◆ **AIM**
In the entries below, find the line containing "tag the spectator". Copy it and all lines after it, exactly, through the end.

◆ **STORED ROWS**

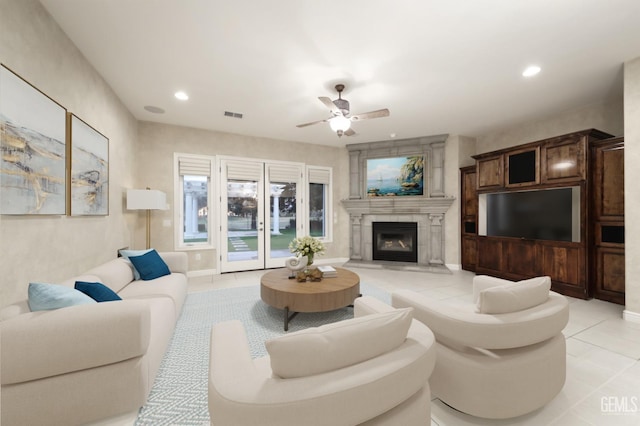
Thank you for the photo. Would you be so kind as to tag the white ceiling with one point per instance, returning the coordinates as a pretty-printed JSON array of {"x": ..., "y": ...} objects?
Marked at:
[{"x": 440, "y": 66}]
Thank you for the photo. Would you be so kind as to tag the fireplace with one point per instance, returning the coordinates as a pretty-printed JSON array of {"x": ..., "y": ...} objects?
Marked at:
[{"x": 395, "y": 241}]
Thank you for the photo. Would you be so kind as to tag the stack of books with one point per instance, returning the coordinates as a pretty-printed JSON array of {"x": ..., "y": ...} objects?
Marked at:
[{"x": 328, "y": 271}]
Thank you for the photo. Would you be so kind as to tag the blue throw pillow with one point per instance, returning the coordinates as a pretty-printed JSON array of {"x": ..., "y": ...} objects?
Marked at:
[
  {"x": 150, "y": 265},
  {"x": 129, "y": 253},
  {"x": 43, "y": 297},
  {"x": 97, "y": 291}
]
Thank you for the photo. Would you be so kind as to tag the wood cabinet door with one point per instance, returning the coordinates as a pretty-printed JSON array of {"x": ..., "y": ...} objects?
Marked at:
[
  {"x": 469, "y": 194},
  {"x": 469, "y": 253},
  {"x": 607, "y": 203},
  {"x": 609, "y": 279},
  {"x": 564, "y": 265},
  {"x": 490, "y": 172},
  {"x": 563, "y": 160},
  {"x": 522, "y": 258},
  {"x": 608, "y": 188},
  {"x": 490, "y": 258},
  {"x": 469, "y": 218}
]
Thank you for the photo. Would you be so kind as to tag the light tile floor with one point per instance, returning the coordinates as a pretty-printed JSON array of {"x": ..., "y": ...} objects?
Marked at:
[{"x": 603, "y": 351}]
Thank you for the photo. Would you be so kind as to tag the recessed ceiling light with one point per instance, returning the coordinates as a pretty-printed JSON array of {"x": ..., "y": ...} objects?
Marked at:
[
  {"x": 155, "y": 110},
  {"x": 181, "y": 95},
  {"x": 531, "y": 71}
]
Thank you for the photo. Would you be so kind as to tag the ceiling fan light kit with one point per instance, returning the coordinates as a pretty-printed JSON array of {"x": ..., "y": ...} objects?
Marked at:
[
  {"x": 340, "y": 120},
  {"x": 339, "y": 123}
]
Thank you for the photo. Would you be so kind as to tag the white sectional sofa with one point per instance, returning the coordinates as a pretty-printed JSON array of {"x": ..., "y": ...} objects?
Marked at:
[
  {"x": 91, "y": 362},
  {"x": 371, "y": 370}
]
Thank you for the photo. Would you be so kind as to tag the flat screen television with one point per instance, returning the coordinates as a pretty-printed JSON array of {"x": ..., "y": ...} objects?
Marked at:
[{"x": 547, "y": 214}]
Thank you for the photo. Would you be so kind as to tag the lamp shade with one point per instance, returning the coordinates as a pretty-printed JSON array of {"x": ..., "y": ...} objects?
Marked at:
[
  {"x": 339, "y": 123},
  {"x": 146, "y": 199}
]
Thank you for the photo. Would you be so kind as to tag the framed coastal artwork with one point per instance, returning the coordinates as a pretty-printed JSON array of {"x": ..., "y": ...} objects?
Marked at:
[
  {"x": 89, "y": 171},
  {"x": 33, "y": 149},
  {"x": 396, "y": 176}
]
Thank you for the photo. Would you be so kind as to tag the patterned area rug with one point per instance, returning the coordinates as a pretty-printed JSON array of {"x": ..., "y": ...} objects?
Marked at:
[{"x": 179, "y": 394}]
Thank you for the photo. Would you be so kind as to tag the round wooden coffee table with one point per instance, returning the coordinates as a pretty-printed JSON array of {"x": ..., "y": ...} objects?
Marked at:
[{"x": 277, "y": 290}]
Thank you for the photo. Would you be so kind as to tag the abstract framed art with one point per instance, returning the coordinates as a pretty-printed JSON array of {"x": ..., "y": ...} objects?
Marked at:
[
  {"x": 89, "y": 169},
  {"x": 33, "y": 149}
]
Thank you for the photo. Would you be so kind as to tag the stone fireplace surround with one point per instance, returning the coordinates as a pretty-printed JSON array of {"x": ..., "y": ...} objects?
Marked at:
[{"x": 427, "y": 211}]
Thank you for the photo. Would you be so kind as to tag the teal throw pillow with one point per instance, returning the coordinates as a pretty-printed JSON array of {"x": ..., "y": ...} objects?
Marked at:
[
  {"x": 150, "y": 265},
  {"x": 97, "y": 291},
  {"x": 129, "y": 253},
  {"x": 44, "y": 297}
]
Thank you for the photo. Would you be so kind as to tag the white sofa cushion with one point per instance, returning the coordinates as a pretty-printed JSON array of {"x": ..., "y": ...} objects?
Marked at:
[
  {"x": 514, "y": 297},
  {"x": 333, "y": 346},
  {"x": 483, "y": 282}
]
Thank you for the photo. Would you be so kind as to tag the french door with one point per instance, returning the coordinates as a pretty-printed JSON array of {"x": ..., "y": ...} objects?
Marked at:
[{"x": 261, "y": 206}]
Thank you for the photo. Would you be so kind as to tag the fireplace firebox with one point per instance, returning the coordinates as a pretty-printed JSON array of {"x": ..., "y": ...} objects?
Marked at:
[{"x": 395, "y": 241}]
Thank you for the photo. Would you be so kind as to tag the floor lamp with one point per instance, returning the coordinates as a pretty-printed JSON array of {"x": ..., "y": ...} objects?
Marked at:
[{"x": 146, "y": 199}]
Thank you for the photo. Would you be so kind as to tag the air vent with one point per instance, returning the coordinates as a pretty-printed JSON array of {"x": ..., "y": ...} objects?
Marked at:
[{"x": 232, "y": 114}]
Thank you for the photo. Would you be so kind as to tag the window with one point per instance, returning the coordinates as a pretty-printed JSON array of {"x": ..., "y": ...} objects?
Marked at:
[
  {"x": 320, "y": 206},
  {"x": 193, "y": 190}
]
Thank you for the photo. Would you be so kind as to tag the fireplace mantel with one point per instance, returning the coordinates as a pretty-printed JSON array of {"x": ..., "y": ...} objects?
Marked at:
[{"x": 398, "y": 205}]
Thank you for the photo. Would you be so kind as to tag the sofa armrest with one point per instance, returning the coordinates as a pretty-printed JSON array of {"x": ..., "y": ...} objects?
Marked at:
[
  {"x": 367, "y": 305},
  {"x": 457, "y": 325},
  {"x": 177, "y": 261},
  {"x": 42, "y": 344}
]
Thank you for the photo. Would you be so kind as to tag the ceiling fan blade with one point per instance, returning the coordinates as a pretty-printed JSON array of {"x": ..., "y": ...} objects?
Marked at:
[
  {"x": 309, "y": 124},
  {"x": 329, "y": 104},
  {"x": 371, "y": 114}
]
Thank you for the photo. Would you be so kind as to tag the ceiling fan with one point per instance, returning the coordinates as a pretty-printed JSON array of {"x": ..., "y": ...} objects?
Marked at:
[{"x": 340, "y": 120}]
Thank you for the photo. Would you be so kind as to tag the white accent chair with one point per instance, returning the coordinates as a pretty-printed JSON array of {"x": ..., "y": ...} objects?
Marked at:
[
  {"x": 503, "y": 355},
  {"x": 352, "y": 386}
]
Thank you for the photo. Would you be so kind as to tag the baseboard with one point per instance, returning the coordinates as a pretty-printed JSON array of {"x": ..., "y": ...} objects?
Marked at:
[
  {"x": 453, "y": 266},
  {"x": 334, "y": 261},
  {"x": 201, "y": 273},
  {"x": 317, "y": 261},
  {"x": 631, "y": 316}
]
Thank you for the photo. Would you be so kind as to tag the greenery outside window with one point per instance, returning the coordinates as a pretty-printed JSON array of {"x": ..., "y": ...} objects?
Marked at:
[
  {"x": 193, "y": 192},
  {"x": 320, "y": 205}
]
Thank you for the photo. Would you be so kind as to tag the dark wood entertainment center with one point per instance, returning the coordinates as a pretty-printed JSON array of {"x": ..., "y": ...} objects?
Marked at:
[{"x": 591, "y": 265}]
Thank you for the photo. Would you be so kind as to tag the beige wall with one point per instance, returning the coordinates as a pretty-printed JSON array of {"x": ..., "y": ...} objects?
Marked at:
[
  {"x": 458, "y": 152},
  {"x": 606, "y": 116},
  {"x": 52, "y": 248},
  {"x": 158, "y": 142},
  {"x": 631, "y": 190}
]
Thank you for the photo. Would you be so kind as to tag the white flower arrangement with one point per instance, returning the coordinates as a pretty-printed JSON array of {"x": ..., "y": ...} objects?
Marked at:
[{"x": 306, "y": 246}]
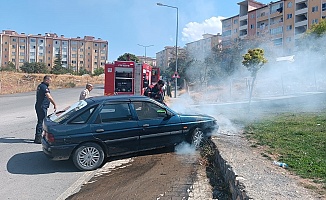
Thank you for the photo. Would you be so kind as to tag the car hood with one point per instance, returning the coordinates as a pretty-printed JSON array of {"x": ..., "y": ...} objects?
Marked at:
[{"x": 195, "y": 118}]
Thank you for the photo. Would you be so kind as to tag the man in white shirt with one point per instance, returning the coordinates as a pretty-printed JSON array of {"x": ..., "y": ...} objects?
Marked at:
[{"x": 85, "y": 93}]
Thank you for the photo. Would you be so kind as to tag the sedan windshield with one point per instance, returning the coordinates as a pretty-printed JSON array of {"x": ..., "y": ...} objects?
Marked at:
[{"x": 67, "y": 112}]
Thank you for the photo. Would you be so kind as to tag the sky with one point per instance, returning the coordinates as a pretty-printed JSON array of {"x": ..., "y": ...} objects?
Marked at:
[{"x": 128, "y": 25}]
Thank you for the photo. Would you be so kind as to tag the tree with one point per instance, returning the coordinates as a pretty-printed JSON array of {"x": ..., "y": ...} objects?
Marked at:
[
  {"x": 318, "y": 30},
  {"x": 253, "y": 60},
  {"x": 127, "y": 57},
  {"x": 57, "y": 68},
  {"x": 98, "y": 71}
]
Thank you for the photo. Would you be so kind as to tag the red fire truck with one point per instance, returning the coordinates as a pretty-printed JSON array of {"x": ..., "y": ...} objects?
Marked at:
[{"x": 129, "y": 77}]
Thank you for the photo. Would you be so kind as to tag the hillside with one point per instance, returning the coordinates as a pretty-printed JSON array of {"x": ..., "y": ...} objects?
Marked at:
[{"x": 12, "y": 82}]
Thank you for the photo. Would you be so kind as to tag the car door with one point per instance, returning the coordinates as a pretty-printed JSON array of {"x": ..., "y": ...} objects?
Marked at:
[
  {"x": 158, "y": 130},
  {"x": 117, "y": 128}
]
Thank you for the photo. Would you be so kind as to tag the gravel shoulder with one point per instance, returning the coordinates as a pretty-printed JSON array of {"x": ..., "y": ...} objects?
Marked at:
[{"x": 261, "y": 179}]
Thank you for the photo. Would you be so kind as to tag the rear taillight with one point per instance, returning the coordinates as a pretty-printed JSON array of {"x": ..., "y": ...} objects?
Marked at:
[{"x": 49, "y": 137}]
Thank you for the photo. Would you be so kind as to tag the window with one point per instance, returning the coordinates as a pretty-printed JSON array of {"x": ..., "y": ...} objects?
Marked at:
[
  {"x": 83, "y": 118},
  {"x": 277, "y": 30},
  {"x": 114, "y": 112},
  {"x": 147, "y": 110},
  {"x": 226, "y": 33},
  {"x": 314, "y": 21},
  {"x": 278, "y": 41}
]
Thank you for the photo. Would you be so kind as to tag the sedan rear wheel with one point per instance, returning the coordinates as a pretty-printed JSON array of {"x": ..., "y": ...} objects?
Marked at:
[
  {"x": 88, "y": 156},
  {"x": 197, "y": 138}
]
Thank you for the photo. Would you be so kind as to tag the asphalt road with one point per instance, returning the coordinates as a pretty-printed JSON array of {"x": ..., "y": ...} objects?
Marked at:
[{"x": 24, "y": 170}]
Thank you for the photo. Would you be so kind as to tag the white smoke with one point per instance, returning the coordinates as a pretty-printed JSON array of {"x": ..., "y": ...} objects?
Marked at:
[{"x": 194, "y": 30}]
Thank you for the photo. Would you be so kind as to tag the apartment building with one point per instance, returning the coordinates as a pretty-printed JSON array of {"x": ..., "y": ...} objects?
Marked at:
[
  {"x": 76, "y": 53},
  {"x": 200, "y": 49},
  {"x": 148, "y": 60},
  {"x": 164, "y": 57},
  {"x": 279, "y": 23}
]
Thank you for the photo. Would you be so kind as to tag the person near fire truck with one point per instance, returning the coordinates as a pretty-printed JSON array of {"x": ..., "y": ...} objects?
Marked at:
[{"x": 156, "y": 92}]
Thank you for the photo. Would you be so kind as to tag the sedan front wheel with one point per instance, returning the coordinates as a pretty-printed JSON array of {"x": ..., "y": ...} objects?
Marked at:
[
  {"x": 197, "y": 138},
  {"x": 88, "y": 156}
]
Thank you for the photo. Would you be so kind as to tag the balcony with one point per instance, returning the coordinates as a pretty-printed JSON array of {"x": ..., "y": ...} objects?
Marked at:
[
  {"x": 243, "y": 27},
  {"x": 244, "y": 17},
  {"x": 300, "y": 1},
  {"x": 301, "y": 23},
  {"x": 301, "y": 11}
]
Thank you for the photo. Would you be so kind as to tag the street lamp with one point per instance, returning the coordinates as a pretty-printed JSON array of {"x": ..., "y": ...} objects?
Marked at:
[
  {"x": 145, "y": 48},
  {"x": 176, "y": 47}
]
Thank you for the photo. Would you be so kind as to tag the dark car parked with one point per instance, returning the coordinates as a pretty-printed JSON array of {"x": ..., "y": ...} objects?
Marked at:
[{"x": 91, "y": 130}]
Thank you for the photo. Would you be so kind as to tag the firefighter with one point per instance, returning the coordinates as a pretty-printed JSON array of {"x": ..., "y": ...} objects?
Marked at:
[{"x": 156, "y": 92}]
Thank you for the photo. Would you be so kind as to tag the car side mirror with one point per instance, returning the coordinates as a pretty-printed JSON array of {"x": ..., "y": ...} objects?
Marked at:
[{"x": 162, "y": 113}]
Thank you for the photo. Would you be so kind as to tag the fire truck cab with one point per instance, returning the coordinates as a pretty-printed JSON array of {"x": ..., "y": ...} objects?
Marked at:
[{"x": 129, "y": 77}]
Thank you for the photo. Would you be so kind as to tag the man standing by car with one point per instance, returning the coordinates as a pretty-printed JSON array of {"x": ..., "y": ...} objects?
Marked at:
[
  {"x": 85, "y": 93},
  {"x": 43, "y": 99}
]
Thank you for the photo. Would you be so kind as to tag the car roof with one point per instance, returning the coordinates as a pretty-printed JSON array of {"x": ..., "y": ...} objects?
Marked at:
[{"x": 97, "y": 99}]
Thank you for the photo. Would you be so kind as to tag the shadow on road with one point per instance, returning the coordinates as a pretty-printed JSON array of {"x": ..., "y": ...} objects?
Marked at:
[
  {"x": 37, "y": 163},
  {"x": 14, "y": 140}
]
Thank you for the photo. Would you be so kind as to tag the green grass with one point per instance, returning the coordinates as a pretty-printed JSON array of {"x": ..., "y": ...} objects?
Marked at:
[{"x": 297, "y": 139}]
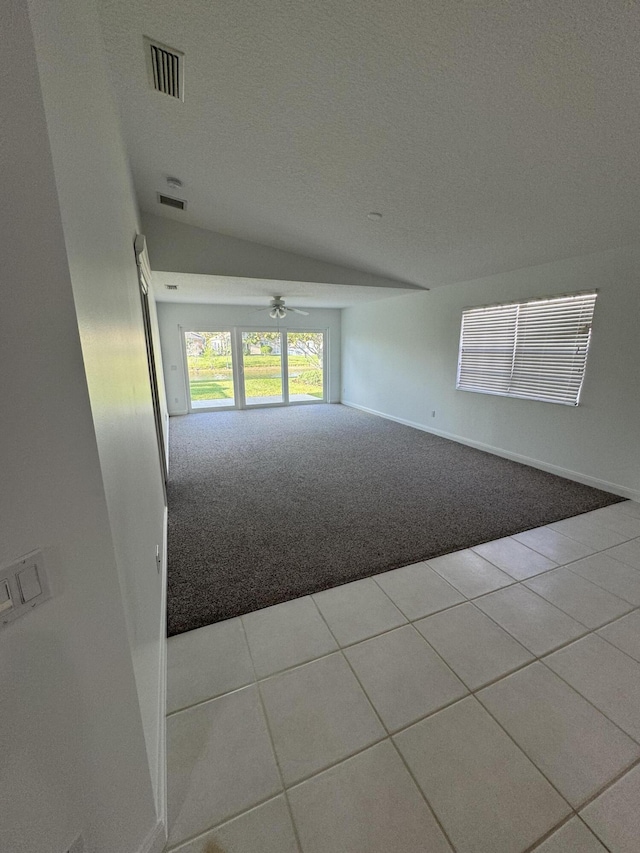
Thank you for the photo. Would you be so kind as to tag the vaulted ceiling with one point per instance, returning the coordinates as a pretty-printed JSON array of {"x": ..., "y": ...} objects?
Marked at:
[{"x": 491, "y": 135}]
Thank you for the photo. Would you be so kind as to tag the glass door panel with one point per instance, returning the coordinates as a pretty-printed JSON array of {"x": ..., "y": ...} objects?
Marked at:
[
  {"x": 305, "y": 354},
  {"x": 210, "y": 368},
  {"x": 262, "y": 368}
]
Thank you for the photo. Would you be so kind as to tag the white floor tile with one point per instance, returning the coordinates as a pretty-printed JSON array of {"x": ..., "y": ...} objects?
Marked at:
[
  {"x": 356, "y": 611},
  {"x": 624, "y": 634},
  {"x": 629, "y": 508},
  {"x": 554, "y": 545},
  {"x": 469, "y": 573},
  {"x": 473, "y": 645},
  {"x": 605, "y": 676},
  {"x": 220, "y": 762},
  {"x": 610, "y": 574},
  {"x": 265, "y": 829},
  {"x": 485, "y": 791},
  {"x": 628, "y": 553},
  {"x": 367, "y": 804},
  {"x": 318, "y": 715},
  {"x": 514, "y": 558},
  {"x": 418, "y": 591},
  {"x": 532, "y": 620},
  {"x": 207, "y": 662},
  {"x": 579, "y": 598},
  {"x": 287, "y": 635},
  {"x": 573, "y": 837},
  {"x": 612, "y": 519},
  {"x": 576, "y": 747},
  {"x": 587, "y": 531},
  {"x": 404, "y": 678},
  {"x": 615, "y": 815}
]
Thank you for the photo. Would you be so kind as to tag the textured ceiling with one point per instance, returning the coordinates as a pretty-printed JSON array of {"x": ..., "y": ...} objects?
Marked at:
[
  {"x": 232, "y": 290},
  {"x": 490, "y": 135}
]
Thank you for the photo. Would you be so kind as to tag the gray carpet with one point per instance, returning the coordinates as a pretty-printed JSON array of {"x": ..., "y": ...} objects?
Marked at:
[{"x": 266, "y": 505}]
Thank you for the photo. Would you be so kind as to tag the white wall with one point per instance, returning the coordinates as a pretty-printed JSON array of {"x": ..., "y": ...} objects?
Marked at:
[
  {"x": 400, "y": 358},
  {"x": 203, "y": 318},
  {"x": 78, "y": 721},
  {"x": 176, "y": 247}
]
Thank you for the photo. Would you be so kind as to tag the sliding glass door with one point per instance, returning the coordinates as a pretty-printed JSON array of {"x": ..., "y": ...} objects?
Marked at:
[
  {"x": 242, "y": 368},
  {"x": 262, "y": 365},
  {"x": 305, "y": 360},
  {"x": 210, "y": 370}
]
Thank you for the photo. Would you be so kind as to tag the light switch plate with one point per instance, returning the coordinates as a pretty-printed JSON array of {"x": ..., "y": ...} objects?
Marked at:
[{"x": 27, "y": 584}]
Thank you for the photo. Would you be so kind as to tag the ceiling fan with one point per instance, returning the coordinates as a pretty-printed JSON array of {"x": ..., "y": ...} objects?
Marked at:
[{"x": 278, "y": 310}]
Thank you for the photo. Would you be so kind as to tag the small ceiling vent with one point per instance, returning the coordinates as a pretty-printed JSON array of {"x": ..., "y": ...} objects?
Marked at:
[
  {"x": 177, "y": 203},
  {"x": 165, "y": 66}
]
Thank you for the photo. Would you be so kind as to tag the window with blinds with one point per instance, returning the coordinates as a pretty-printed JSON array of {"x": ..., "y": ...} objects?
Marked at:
[{"x": 536, "y": 350}]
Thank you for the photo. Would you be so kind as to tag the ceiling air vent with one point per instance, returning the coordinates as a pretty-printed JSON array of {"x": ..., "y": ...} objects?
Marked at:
[
  {"x": 166, "y": 68},
  {"x": 178, "y": 203}
]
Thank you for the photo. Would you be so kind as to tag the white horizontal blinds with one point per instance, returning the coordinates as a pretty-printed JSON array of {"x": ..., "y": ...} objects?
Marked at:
[
  {"x": 486, "y": 348},
  {"x": 535, "y": 350},
  {"x": 551, "y": 348}
]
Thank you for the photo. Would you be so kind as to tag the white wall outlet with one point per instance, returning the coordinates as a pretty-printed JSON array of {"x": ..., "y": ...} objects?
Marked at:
[{"x": 23, "y": 586}]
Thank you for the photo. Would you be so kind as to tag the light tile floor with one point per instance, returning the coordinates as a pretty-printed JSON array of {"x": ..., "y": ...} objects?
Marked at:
[{"x": 486, "y": 701}]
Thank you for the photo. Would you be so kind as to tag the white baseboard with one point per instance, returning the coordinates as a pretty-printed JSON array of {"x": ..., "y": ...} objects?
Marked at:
[
  {"x": 577, "y": 476},
  {"x": 155, "y": 841}
]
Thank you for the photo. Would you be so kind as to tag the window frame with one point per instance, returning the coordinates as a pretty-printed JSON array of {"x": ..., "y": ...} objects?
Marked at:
[{"x": 552, "y": 330}]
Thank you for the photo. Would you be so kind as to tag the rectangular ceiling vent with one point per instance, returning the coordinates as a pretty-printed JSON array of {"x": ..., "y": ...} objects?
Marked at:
[
  {"x": 165, "y": 66},
  {"x": 177, "y": 203}
]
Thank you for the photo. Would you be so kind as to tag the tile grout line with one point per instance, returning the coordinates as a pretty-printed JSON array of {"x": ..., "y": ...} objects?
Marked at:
[
  {"x": 391, "y": 741},
  {"x": 586, "y": 699},
  {"x": 595, "y": 835},
  {"x": 201, "y": 833},
  {"x": 558, "y": 826},
  {"x": 599, "y": 585},
  {"x": 272, "y": 742},
  {"x": 390, "y": 735}
]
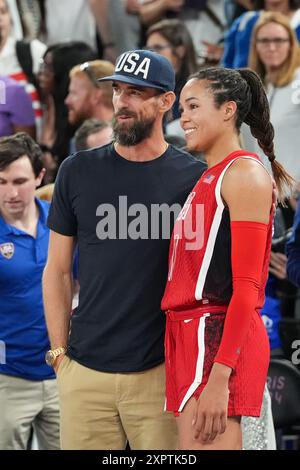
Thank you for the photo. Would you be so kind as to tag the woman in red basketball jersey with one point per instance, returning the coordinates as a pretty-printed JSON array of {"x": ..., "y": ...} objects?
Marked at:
[{"x": 217, "y": 349}]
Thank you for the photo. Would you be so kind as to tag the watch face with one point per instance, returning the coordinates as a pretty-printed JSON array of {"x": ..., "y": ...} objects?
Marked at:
[{"x": 49, "y": 358}]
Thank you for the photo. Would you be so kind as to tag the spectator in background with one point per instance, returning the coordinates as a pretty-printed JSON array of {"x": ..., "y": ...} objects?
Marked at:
[
  {"x": 118, "y": 24},
  {"x": 28, "y": 393},
  {"x": 54, "y": 81},
  {"x": 70, "y": 20},
  {"x": 274, "y": 55},
  {"x": 235, "y": 8},
  {"x": 238, "y": 38},
  {"x": 205, "y": 19},
  {"x": 16, "y": 113},
  {"x": 87, "y": 98},
  {"x": 172, "y": 39},
  {"x": 20, "y": 60},
  {"x": 93, "y": 133}
]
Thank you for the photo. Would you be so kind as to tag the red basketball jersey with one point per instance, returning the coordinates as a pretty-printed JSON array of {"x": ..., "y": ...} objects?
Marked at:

◆ **FINAL RESULT**
Thank you for the photo. Would you be so kind as to tag the spectator in background with one point per instance, returning the coordinates as a pretty-printed JSON array of {"x": ..., "y": ...} objects?
Marked at:
[
  {"x": 118, "y": 24},
  {"x": 28, "y": 393},
  {"x": 54, "y": 81},
  {"x": 70, "y": 20},
  {"x": 274, "y": 55},
  {"x": 235, "y": 8},
  {"x": 238, "y": 38},
  {"x": 205, "y": 19},
  {"x": 16, "y": 113},
  {"x": 87, "y": 98},
  {"x": 172, "y": 39},
  {"x": 20, "y": 60},
  {"x": 93, "y": 133}
]
Thank you for the photo. Would you be so kind as to tag the red basketball jersey with one point per instance, returning the coordinates as a pretty-printed JSON array of {"x": ..., "y": ...} objects?
Marked at:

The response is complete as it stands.